Produce a word-for-word copy of the data that follows, excluding images.

Dataset excerpts:
----------

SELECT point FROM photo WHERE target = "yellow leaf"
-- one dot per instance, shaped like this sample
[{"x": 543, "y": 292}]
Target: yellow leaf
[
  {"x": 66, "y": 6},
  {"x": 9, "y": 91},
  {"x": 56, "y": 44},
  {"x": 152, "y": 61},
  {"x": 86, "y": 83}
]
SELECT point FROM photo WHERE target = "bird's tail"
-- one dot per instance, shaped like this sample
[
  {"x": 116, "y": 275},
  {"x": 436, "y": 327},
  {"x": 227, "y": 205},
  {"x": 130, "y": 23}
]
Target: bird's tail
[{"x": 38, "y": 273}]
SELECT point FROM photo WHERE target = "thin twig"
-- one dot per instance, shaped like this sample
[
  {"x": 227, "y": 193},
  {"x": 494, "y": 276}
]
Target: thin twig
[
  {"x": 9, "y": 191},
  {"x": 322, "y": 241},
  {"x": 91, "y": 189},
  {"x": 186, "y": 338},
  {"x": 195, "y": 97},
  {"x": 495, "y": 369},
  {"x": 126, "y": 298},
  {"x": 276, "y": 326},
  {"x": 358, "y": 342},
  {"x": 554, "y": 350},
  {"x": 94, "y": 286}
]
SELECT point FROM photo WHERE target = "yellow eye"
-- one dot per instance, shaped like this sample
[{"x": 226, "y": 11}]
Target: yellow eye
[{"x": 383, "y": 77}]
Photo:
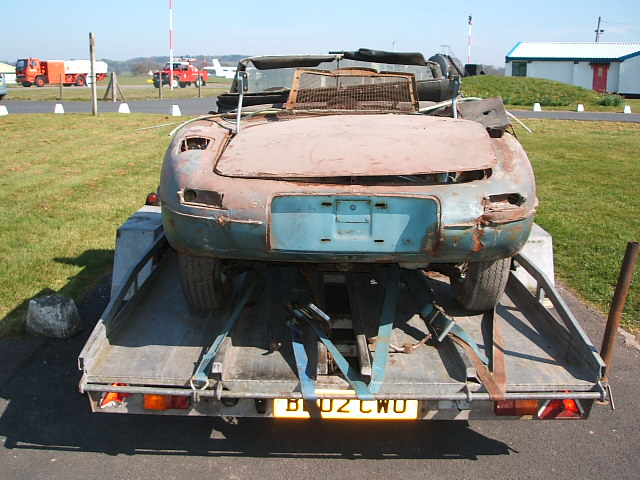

----------

• **SOLUTION TO THIS PROBLEM**:
SELECT point FROM photo WHERE target = "yellow leaf"
-- one dot per instance, shaped like this sample
[{"x": 543, "y": 292}]
Target: yellow leaf
[
  {"x": 66, "y": 6},
  {"x": 9, "y": 91},
  {"x": 56, "y": 44},
  {"x": 152, "y": 61},
  {"x": 86, "y": 83}
]
SELECT point FROM photo WHERE target = "bird's tail"
-- one dot per instance, shaped like this sample
[
  {"x": 116, "y": 275},
  {"x": 436, "y": 327},
  {"x": 227, "y": 205},
  {"x": 130, "y": 23}
]
Target: bird's tail
[{"x": 38, "y": 273}]
SELECT point FROM photo WHERE target = "thin twig"
-- one dot per instance, shaped like this sample
[
  {"x": 227, "y": 193},
  {"x": 494, "y": 276}
]
Target: thin twig
[
  {"x": 9, "y": 191},
  {"x": 322, "y": 241},
  {"x": 91, "y": 189},
  {"x": 186, "y": 338},
  {"x": 195, "y": 97},
  {"x": 495, "y": 369},
  {"x": 126, "y": 298},
  {"x": 276, "y": 326},
  {"x": 358, "y": 342},
  {"x": 554, "y": 350},
  {"x": 94, "y": 286}
]
SELECT point FROM photo WHERE target = "yellow eye"
-- one dot per instance, shaped like this sample
[{"x": 226, "y": 11}]
Target: yellow eye
[{"x": 383, "y": 77}]
Photo:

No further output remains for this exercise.